BRIEF 1:
According to the Fourth of July text, on what date were the Iroquois chiefs invited to the meeting of the Continental Congress?
BRIEF 2:
Carry on the Fourth of July text, starting right after its final sentence.

======== EXERCISE TEXT ========

Created on: March 07, 2008

FOURTH OF JULY

When you celebrate the Fourth of July this year, take time to remember that this country was founded as a secular, not a religious government. Its founders carefully worded the Declaration of Independence, Constitution and Bill of Rights so as to make sure church and state were separated. Some may believe it is a Christian government, as was decreed by the British King. But we have no King with divine rights as there was in England in the 1600s.

This country was founded by American Indians and European settlers. The English wanted taxation without representation and to dictate from the pulpit of the Church of England. When our representative democracy was being formed, Thomas Jefferson, Ben Franklin, and others proposed they model the new government into something along the lines of the Iroquois Confederacy of Nations, which had been functioning as a democratic government for hundreds of years.

Only the Iroquois had a system that seemed to meet most of their demands. So it is not a surprise that on June 11, 1776, while the question of independence was being debated, the Iroquois chiefs were invited to the meeting of the Continental Congress.

======== DATASET RECORDS ========

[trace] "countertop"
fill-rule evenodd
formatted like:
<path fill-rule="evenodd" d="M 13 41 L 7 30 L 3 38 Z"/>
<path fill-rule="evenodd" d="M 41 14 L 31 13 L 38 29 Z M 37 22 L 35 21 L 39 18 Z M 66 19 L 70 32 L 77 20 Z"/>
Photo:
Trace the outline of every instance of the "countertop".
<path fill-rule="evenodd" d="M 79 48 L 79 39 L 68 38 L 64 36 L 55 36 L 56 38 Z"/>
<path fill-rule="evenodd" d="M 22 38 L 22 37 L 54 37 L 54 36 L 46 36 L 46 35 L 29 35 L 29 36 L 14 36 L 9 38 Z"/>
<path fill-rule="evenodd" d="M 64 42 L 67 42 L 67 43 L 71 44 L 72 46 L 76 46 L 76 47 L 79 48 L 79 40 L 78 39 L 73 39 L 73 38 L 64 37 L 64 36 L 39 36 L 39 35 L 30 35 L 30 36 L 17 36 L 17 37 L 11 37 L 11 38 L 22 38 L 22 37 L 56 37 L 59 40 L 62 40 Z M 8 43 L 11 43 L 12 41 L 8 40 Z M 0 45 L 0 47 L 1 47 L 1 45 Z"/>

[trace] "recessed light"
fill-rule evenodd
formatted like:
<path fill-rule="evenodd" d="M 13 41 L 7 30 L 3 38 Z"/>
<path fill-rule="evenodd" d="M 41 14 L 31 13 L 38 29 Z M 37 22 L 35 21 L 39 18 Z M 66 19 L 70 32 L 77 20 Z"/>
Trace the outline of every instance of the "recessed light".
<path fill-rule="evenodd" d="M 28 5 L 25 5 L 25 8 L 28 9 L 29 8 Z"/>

========

ANSWER SECTION 1:
June 11, 1776.

ANSWER SECTION 2:
The original United States representative democracy drew much inspiration from this Confederacy of Nations that has been practiced by the Six Nations for over 800 hundred years. The Constitution of the Five Nations has close parallels to our Executive, Legislative and Judiciary branches of government.

Dating back to 1142, the Iroquois Confederacy was one of the oldest continuously functioning democracies on earth. The League was a powerful political entity long before the first European settlers made contact early in the 1500s.

The white settlers were Americanized by the Indian culture. They adopted methods, lifestyles, artifacts, and ideas from them, often in order to survive. Indians in America provided half the modern world's food crops, many herbal medicines, clothing, transportation pathways and modes, crafts, health methods, words and names of places plus ideas of government combining ideals of rugged individuality and concern for the common welfare.

It was minister, Roger Williams, who said, "No civil state or country can be truly called Christian, although Christians be in it." He established true religious freedom for the first time in America in Providence, Rhode Island in 1636. Our American Revolution brought us not only independence from England but also freedom of religion. Let's keep it that way!